Task: Pull out every line in the lines below that contains the word "hair", and copy each one.

☆ ☆ ☆ ☆ ☆

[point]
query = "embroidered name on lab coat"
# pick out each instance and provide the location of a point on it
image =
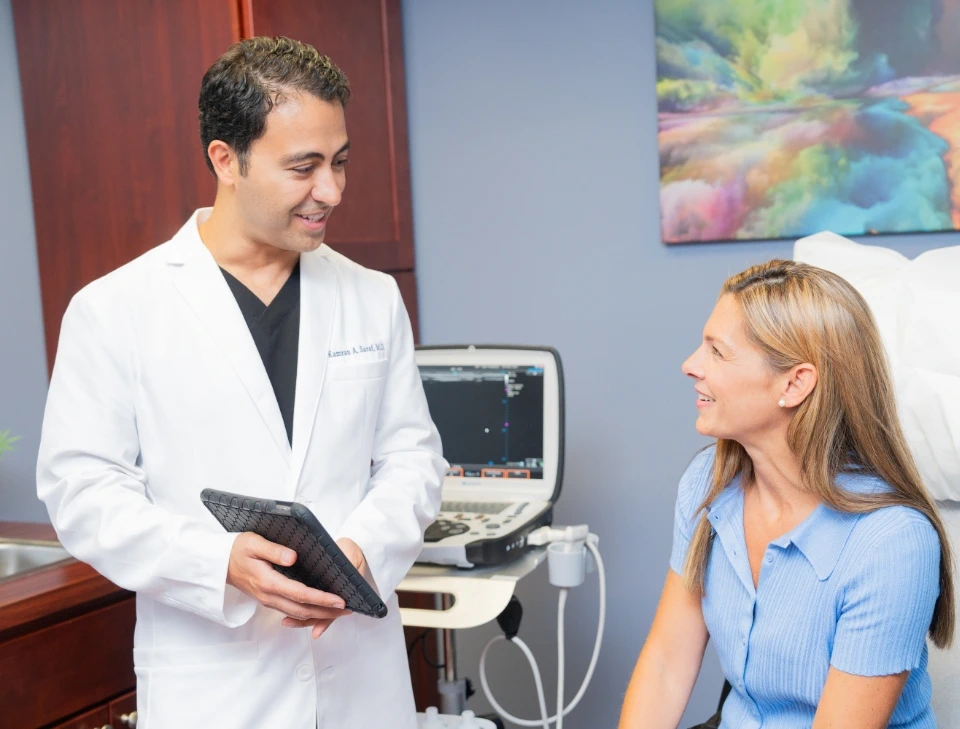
(358, 349)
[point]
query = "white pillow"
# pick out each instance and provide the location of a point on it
(917, 307)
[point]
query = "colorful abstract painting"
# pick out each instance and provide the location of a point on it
(781, 118)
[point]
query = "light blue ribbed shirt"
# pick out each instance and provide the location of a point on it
(855, 592)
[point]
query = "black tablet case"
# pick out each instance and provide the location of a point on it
(320, 562)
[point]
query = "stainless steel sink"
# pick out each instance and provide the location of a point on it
(18, 556)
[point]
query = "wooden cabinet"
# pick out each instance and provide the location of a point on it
(98, 718)
(123, 711)
(110, 93)
(66, 639)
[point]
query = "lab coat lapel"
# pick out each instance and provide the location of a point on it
(205, 290)
(318, 305)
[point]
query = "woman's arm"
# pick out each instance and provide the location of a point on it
(858, 702)
(669, 662)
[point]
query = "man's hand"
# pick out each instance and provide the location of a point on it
(250, 571)
(352, 552)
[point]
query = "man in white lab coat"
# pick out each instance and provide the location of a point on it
(181, 371)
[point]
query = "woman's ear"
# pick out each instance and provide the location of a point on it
(800, 382)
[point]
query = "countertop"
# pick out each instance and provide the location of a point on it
(52, 593)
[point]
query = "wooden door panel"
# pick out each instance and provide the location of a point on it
(364, 38)
(110, 92)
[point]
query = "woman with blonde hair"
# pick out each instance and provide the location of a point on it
(805, 544)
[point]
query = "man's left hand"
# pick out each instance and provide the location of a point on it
(351, 551)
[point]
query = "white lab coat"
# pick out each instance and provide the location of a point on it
(159, 392)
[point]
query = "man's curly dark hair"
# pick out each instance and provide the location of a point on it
(246, 82)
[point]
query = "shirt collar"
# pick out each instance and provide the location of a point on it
(822, 536)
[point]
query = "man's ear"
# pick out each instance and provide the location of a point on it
(224, 160)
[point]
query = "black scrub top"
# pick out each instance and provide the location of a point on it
(276, 332)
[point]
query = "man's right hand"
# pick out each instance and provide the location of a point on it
(251, 571)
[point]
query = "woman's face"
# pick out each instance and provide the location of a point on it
(737, 391)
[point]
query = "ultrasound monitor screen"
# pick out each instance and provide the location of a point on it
(490, 419)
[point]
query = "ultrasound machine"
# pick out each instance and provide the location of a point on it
(499, 410)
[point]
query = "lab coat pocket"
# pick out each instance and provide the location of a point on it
(339, 643)
(201, 655)
(350, 370)
(171, 683)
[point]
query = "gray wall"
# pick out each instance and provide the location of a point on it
(23, 364)
(534, 159)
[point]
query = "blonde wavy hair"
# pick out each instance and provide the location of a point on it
(796, 313)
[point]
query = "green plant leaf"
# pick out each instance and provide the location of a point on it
(7, 441)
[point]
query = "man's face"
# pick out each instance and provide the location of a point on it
(295, 174)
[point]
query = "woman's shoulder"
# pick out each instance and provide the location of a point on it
(890, 528)
(696, 481)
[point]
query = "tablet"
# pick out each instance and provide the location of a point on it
(320, 562)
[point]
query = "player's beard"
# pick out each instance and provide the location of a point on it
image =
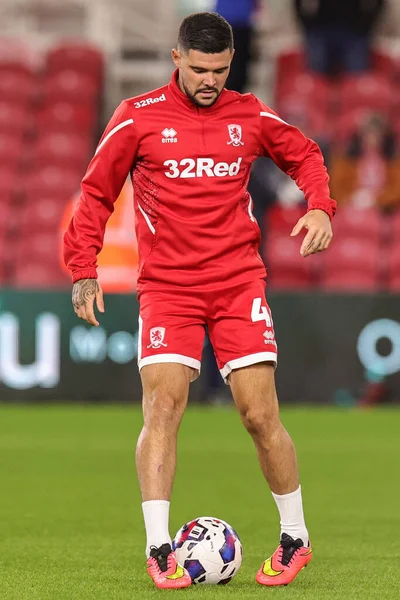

☆ ☆ ☆ ☆ ☆

Output below:
query = "woman with blonde hair"
query = "man's curly dark hair"
query = "blonde wavy hair"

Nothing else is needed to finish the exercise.